## [Exercises to complete]
(1) In the passage on shared pain circuitry, rewrite as a brief bulleted list the paragraph beginning "But if we flip this consequence".
(2) Duplicate the part of the passage on shared pain circuitry starting with "- The first" and going on through "in the other.".

Consequences of shared circuitry
- It is hypothesised that there are two main consequences of social and physical pain sharing the same circuitry.
- The first is that if an individual is more sensitised to one type of pain they may be more sensitive to the other.
- The second is that increased levels of one type of pain will result in increased levels in the other.
- But if we flip this consequence, what these hypotheses suggest is that increasing participation and social inclusion is likely to have an inhibitory effect on pain. This is a concept that I personally find very interesting and I think it specifically relates to the patient described in this blog. Promoting self esteem, self efficacy and other components of emotional wellbeing will have an inhibitory effect of physical pain.

## [Record set]
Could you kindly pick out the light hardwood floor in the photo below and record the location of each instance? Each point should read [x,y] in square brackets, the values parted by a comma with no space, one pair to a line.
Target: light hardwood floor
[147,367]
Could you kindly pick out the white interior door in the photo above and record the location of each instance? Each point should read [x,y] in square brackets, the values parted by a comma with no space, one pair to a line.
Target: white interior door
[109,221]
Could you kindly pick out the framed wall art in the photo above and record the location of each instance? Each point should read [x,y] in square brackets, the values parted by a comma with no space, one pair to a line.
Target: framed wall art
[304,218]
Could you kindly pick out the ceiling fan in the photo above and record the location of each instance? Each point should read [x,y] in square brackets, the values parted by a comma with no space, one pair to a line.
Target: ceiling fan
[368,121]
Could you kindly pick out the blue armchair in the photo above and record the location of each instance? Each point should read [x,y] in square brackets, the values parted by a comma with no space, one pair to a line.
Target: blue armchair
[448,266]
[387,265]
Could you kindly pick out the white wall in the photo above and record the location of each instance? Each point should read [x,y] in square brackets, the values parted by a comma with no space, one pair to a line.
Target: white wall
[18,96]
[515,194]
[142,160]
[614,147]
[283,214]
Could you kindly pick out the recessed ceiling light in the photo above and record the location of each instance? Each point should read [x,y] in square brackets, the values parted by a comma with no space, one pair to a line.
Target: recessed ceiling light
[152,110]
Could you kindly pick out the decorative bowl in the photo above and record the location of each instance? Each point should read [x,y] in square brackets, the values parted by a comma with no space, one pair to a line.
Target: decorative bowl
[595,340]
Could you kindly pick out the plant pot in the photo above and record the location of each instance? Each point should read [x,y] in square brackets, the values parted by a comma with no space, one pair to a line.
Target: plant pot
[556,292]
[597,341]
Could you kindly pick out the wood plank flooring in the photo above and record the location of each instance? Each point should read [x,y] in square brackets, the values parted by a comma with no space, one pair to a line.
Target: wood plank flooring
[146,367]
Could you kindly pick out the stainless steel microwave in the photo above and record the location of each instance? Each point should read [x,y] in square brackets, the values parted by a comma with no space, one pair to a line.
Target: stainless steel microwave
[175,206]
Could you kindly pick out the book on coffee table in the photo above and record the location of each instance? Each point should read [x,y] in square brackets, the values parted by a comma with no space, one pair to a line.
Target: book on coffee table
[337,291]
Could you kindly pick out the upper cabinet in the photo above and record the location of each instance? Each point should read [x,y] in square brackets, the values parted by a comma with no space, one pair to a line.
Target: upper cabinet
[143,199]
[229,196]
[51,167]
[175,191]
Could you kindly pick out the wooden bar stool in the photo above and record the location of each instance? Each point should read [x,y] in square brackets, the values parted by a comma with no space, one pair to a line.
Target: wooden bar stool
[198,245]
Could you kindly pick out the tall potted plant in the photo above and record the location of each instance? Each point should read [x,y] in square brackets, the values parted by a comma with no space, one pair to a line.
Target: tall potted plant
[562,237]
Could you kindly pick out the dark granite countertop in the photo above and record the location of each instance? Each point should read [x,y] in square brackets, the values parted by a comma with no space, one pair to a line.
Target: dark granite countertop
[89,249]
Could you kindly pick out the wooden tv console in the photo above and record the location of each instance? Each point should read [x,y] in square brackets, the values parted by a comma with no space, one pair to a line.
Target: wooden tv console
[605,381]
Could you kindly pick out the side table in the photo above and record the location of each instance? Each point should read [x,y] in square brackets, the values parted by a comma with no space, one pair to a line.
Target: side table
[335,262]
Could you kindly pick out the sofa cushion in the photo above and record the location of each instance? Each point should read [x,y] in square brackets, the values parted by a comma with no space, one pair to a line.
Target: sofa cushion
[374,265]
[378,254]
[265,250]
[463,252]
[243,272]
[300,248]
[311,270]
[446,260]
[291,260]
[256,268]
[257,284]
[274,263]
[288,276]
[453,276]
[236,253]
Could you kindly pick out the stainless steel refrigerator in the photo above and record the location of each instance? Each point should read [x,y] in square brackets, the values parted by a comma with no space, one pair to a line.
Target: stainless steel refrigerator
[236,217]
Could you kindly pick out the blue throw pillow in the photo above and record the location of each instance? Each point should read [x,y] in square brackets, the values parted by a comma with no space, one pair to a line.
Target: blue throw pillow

## [Task solutions]
(1)
- Reversing the consequence suggests that more participation and social inclusion will likely inhibit pain.
- The writer finds this idea very interesting and sees it as relevant to the patient described in the blog.
- Promoting self esteem, self efficacy and other parts of emotional wellbeing will inhibit physical pain.

(2)
- The first is that if an individual is more sensitised to one type of pain they may be more sensitive to the other.
- The second is that increased levels of one type of pain will result in increased levels in the other.